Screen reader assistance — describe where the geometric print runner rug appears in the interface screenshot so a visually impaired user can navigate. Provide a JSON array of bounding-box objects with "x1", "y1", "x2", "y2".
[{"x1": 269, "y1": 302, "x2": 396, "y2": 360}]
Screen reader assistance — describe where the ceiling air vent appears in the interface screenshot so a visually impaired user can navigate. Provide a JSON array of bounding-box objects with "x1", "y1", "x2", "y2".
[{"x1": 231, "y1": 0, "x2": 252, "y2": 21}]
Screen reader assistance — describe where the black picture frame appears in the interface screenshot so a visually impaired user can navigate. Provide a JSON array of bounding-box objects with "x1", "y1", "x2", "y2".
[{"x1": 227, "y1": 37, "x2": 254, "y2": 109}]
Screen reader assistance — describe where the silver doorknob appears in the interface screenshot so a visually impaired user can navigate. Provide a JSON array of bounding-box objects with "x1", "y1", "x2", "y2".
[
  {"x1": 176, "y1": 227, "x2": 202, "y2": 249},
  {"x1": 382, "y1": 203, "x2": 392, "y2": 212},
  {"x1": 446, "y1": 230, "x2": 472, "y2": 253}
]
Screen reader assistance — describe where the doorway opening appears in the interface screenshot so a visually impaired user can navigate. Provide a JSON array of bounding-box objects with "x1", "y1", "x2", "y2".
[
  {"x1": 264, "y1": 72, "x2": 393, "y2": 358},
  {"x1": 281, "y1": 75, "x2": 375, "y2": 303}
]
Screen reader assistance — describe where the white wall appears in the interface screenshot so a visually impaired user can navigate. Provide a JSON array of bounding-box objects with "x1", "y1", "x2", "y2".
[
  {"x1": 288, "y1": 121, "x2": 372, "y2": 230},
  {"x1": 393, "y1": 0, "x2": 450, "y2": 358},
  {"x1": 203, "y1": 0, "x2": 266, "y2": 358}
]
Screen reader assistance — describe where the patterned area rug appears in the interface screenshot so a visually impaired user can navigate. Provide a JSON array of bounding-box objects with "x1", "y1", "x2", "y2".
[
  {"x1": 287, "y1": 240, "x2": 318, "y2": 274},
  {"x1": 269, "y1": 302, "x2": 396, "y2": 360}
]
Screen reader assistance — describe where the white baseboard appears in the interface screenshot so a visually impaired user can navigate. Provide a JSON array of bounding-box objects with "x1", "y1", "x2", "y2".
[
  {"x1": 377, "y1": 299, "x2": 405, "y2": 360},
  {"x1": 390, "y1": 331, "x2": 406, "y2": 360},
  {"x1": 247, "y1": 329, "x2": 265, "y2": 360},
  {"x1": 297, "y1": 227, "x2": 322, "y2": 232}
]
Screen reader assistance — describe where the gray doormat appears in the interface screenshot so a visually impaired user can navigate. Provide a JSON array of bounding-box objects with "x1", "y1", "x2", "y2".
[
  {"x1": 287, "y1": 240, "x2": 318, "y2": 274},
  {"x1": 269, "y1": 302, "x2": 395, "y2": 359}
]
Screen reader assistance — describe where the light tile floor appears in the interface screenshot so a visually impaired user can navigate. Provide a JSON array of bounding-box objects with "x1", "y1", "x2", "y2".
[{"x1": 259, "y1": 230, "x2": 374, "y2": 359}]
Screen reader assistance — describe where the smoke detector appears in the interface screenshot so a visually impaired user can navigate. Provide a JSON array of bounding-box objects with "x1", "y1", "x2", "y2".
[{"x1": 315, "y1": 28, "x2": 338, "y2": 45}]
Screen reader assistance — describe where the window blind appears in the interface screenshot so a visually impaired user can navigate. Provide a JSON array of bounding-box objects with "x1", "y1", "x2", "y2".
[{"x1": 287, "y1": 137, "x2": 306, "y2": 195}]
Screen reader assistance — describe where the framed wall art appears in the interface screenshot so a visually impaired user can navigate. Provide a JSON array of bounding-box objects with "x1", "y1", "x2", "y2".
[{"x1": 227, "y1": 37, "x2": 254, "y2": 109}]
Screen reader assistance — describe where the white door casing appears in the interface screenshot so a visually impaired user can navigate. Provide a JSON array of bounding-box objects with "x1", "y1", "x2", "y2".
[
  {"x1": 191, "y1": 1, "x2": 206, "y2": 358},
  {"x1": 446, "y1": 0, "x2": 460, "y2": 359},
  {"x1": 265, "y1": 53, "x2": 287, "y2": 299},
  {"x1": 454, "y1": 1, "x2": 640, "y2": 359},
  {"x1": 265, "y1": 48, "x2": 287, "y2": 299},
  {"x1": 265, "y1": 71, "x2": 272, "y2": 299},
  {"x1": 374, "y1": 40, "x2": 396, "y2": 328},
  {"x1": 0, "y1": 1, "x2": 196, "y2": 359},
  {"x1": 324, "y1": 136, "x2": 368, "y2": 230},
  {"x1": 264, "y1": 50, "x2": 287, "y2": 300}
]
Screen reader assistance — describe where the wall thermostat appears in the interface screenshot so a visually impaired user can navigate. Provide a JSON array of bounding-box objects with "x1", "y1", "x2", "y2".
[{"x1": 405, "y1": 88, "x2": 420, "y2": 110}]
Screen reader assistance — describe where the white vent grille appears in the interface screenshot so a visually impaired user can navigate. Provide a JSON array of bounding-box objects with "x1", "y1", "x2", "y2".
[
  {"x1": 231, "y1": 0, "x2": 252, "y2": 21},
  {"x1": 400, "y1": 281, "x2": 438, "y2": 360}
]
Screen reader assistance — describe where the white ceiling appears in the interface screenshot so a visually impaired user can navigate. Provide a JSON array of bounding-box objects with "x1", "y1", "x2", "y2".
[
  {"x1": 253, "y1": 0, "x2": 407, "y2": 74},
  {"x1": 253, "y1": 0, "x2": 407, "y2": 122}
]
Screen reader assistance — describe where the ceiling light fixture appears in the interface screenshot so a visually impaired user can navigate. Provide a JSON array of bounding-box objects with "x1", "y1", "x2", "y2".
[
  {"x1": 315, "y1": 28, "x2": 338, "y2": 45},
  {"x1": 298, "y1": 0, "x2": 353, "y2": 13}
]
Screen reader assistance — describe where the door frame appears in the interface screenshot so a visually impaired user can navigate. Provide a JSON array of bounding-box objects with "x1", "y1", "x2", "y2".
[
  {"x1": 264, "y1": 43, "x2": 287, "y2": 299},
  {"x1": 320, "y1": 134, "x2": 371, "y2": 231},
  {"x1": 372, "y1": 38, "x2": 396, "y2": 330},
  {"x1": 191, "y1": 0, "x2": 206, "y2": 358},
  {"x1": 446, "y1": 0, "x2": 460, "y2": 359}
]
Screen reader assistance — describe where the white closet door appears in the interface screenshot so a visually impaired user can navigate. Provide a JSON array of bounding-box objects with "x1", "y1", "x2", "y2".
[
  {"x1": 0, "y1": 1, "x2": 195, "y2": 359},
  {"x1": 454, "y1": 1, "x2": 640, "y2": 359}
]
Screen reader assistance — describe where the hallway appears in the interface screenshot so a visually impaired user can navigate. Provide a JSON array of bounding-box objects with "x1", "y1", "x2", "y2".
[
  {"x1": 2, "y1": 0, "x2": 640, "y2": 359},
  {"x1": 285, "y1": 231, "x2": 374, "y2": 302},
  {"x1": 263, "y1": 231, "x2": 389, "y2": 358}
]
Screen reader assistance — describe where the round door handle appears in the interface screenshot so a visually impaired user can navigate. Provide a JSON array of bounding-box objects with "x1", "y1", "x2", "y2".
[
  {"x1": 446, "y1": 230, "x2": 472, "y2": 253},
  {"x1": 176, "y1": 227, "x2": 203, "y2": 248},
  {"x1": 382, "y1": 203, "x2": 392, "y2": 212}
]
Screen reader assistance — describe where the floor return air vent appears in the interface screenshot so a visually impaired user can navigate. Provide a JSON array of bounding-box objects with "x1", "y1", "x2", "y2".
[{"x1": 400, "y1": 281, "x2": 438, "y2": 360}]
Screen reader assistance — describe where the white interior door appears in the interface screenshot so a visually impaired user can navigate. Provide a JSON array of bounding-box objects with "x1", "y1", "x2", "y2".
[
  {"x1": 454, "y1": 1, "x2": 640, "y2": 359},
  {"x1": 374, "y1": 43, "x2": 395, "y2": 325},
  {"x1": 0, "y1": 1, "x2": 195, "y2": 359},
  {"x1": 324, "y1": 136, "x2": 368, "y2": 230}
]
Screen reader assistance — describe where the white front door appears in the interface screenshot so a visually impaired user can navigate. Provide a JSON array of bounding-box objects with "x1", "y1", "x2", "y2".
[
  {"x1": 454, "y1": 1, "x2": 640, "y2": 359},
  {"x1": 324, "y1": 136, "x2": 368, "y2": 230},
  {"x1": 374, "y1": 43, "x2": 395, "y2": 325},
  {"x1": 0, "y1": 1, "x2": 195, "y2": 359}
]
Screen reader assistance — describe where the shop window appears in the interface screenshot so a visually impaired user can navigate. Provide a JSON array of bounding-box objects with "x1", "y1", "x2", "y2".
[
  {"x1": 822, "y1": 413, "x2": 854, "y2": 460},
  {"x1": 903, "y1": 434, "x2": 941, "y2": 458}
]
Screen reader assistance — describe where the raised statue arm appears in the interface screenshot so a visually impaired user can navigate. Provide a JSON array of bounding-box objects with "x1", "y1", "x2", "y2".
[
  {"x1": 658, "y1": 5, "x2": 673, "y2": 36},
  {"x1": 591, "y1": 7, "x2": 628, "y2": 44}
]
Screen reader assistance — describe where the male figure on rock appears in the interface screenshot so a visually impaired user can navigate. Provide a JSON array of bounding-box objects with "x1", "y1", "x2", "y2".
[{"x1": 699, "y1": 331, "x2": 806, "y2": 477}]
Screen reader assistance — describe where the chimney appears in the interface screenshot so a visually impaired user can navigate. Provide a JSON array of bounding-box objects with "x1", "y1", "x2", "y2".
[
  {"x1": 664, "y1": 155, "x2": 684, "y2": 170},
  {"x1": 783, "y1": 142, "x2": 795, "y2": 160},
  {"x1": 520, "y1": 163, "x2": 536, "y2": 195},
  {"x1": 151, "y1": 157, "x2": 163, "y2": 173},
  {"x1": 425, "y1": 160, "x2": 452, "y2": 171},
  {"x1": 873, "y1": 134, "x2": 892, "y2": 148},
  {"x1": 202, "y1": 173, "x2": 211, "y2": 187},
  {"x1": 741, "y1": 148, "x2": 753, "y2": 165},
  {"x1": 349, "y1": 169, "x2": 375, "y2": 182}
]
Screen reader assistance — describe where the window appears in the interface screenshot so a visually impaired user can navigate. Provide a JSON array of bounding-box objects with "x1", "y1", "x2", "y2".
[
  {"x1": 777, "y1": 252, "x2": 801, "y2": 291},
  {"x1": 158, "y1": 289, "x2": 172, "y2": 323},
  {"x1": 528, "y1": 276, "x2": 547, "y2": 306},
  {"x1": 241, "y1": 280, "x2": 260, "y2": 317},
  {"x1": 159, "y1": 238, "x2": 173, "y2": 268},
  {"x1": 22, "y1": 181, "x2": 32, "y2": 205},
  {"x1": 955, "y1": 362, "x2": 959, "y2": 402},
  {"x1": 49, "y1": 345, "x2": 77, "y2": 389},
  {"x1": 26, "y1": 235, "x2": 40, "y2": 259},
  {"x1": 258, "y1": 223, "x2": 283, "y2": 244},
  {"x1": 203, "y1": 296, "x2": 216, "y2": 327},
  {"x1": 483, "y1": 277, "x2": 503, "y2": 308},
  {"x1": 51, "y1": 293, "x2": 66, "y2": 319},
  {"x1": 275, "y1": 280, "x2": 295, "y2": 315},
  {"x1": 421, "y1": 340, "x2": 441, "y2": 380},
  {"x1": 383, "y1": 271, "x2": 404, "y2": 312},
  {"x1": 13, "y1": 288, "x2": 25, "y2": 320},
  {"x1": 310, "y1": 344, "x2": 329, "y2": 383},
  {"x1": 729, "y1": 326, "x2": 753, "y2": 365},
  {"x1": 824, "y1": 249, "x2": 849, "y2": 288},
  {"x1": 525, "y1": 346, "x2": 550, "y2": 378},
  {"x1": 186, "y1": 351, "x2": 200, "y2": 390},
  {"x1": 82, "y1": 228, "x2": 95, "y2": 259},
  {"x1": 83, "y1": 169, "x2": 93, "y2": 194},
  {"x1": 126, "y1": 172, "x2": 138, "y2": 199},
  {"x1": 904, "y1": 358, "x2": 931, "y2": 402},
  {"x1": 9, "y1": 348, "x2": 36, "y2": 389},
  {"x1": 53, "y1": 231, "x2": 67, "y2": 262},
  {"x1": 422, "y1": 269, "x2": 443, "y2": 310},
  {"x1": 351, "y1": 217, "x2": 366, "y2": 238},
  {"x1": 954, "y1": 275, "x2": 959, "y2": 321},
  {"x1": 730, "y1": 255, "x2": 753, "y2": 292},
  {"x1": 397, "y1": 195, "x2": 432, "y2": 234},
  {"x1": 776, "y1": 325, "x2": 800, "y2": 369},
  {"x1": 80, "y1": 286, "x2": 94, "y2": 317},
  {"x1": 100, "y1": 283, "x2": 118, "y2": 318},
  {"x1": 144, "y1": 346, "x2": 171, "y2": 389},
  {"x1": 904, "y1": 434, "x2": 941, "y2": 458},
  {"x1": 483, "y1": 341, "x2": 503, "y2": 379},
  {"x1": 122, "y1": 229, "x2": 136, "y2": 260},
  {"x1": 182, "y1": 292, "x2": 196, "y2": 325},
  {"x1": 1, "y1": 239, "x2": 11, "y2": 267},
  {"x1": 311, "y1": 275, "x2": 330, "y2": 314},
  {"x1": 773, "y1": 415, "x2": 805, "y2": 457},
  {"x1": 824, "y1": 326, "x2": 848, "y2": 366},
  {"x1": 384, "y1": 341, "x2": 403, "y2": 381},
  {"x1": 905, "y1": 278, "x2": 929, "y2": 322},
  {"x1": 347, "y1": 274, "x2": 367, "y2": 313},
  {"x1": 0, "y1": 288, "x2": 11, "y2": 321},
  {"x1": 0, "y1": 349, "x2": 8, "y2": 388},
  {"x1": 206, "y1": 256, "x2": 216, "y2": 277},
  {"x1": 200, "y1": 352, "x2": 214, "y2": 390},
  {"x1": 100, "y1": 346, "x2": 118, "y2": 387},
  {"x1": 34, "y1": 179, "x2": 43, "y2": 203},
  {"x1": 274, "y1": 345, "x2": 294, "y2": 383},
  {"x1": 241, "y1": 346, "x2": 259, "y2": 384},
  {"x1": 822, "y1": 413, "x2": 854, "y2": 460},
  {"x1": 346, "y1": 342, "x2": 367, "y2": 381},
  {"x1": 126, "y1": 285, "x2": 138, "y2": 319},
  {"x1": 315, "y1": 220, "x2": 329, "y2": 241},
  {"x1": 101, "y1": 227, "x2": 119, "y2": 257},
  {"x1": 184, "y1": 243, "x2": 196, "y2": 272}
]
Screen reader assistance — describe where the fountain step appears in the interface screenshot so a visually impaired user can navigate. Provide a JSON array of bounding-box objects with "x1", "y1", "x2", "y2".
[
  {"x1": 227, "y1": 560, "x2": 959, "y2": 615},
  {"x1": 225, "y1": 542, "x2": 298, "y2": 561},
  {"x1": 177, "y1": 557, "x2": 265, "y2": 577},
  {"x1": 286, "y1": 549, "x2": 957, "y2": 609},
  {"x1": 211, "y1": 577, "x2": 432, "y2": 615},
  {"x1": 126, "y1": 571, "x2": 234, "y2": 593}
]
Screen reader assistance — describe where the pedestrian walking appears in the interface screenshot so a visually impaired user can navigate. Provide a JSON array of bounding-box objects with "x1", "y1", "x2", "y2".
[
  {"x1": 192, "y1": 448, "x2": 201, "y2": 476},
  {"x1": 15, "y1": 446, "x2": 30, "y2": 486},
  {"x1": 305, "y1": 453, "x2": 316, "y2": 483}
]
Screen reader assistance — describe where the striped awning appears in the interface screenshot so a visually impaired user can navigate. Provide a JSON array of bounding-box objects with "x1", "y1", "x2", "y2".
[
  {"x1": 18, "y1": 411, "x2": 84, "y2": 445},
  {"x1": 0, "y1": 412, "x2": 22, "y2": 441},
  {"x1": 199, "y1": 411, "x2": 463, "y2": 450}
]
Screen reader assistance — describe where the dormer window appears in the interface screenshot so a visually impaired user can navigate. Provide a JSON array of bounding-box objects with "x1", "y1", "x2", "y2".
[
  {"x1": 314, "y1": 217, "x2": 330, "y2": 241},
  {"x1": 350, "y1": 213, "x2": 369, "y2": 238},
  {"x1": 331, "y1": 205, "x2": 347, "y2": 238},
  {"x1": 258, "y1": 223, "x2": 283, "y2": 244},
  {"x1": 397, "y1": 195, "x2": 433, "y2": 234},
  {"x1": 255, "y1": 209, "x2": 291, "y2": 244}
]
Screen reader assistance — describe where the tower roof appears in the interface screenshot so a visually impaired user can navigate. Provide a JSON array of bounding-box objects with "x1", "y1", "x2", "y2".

# [WHAT THIS TASK INVOLVES]
Exactly the lines from the one containing "Screen reader assistance — describe where the pedestrian" through the last line of the material above are to be returned, with nothing else.

# [WRITTEN ANSWER]
Screen reader assistance — describe where the pedestrian walking appears in the interface screenshot so a visually impaired user can navigate. Provide a JSON array of bounding-box objects with "x1", "y1", "x2", "y2".
[
  {"x1": 192, "y1": 448, "x2": 201, "y2": 476},
  {"x1": 15, "y1": 446, "x2": 30, "y2": 486},
  {"x1": 305, "y1": 453, "x2": 316, "y2": 483}
]
Screen reader assistance — describe where the striped awning appears in the interface screenshot so a visually impaired user can navigate. Provide a JSON array of bounding-box objects with "x1", "y1", "x2", "y2".
[
  {"x1": 18, "y1": 411, "x2": 84, "y2": 445},
  {"x1": 0, "y1": 412, "x2": 22, "y2": 441},
  {"x1": 199, "y1": 411, "x2": 463, "y2": 450}
]
Screen reader assistance — describe where the dormer window appears in the interface screenshot so a visually impaired user can navigate. Provide a JSON array of bounding-box objects with "x1", "y1", "x2", "y2".
[
  {"x1": 314, "y1": 217, "x2": 330, "y2": 241},
  {"x1": 350, "y1": 213, "x2": 369, "y2": 238},
  {"x1": 331, "y1": 205, "x2": 347, "y2": 238},
  {"x1": 258, "y1": 223, "x2": 283, "y2": 244},
  {"x1": 397, "y1": 195, "x2": 433, "y2": 234},
  {"x1": 255, "y1": 209, "x2": 291, "y2": 244}
]
Screen reader assistance — describe where the tower roof appears in the interface screenshot so a visually impaired user can navigate. Provide a JSON array of bounding-box objects with "x1", "y1", "x2", "y2".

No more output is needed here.